INSTRUCTIONS TO FOLLOW: Count the lines below that contain the word "target", and reply with that number alone.

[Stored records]

********************

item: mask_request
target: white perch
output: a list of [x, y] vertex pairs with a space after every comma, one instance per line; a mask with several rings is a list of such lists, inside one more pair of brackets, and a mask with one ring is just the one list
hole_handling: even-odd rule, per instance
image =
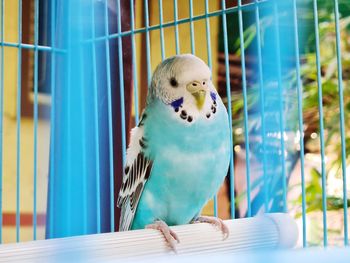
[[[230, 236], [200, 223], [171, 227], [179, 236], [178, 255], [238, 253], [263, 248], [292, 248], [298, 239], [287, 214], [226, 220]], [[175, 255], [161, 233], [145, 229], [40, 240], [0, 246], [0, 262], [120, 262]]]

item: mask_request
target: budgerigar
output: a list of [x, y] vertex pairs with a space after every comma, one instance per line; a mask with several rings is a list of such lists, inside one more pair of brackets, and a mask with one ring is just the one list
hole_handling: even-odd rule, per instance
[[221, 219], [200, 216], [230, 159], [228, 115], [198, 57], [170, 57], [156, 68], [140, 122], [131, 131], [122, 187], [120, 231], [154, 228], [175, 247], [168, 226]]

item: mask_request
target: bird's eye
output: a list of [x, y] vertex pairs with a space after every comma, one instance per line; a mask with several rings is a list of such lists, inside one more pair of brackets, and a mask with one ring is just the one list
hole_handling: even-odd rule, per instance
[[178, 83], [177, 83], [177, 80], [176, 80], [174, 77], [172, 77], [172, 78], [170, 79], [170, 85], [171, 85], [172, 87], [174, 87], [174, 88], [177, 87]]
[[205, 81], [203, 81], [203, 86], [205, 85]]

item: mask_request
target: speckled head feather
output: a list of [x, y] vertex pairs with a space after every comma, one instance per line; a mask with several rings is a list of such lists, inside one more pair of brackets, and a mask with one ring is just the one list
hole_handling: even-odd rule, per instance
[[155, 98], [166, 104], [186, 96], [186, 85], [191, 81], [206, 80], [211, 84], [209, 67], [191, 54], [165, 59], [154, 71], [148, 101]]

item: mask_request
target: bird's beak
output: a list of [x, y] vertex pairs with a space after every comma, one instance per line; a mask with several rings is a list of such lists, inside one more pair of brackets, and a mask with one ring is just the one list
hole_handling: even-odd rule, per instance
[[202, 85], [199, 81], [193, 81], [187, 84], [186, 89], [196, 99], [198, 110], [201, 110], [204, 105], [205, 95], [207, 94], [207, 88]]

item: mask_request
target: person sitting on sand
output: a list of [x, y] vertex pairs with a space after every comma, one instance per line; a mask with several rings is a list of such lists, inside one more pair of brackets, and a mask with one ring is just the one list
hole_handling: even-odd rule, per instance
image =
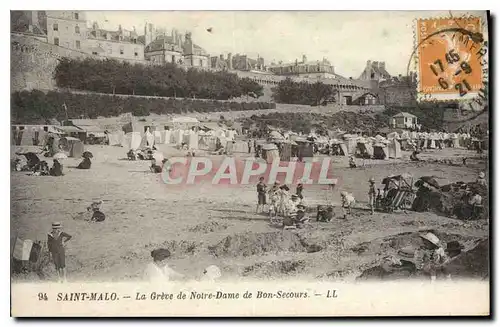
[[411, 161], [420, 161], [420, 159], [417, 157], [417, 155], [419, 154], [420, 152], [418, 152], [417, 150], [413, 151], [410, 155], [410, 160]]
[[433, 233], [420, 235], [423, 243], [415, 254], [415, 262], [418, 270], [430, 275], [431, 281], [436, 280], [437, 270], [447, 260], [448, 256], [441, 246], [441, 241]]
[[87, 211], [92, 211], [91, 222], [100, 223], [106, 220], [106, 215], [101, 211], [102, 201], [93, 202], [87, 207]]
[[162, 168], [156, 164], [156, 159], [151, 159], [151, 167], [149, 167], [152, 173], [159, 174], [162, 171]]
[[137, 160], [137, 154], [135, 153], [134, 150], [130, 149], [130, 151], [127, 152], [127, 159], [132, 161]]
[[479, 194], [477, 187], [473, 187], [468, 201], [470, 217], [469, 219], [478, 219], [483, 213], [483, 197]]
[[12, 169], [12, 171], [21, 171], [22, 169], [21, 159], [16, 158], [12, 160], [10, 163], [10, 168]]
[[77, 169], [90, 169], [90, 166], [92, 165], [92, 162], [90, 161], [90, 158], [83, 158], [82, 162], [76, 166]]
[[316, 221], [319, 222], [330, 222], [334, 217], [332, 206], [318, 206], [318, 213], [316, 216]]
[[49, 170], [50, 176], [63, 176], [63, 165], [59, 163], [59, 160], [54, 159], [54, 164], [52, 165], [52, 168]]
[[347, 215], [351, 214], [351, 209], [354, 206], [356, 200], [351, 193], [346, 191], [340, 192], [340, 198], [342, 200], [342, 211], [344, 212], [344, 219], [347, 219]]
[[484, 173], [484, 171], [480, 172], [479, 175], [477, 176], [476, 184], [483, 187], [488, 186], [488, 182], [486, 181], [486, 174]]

********************

YOUR SOLUTION: 6